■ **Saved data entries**
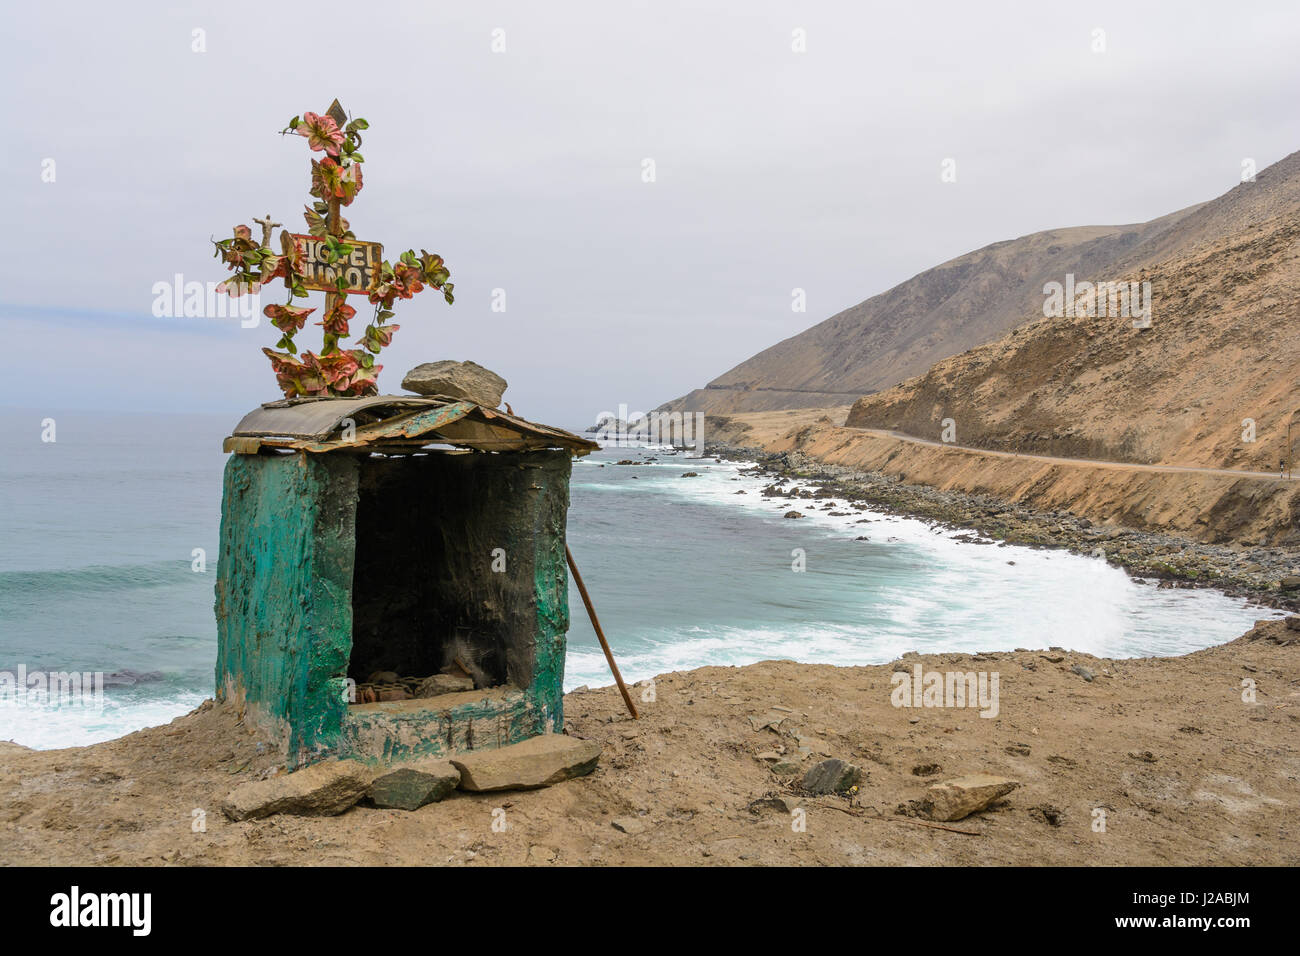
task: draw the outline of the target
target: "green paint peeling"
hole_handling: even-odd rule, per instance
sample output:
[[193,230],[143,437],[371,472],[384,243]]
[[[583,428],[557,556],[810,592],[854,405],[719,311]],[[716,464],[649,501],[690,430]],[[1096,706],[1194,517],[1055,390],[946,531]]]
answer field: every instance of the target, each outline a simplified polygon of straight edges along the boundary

■ **PROBLEM TO SOLVE**
Which lines of the data include "instance"? Copy each of them.

■ **SOLUTION BELOW**
hole_handling: even-odd rule, per instance
answer field: every instance of the target, each outline a simplified polygon of straight edges along the boundary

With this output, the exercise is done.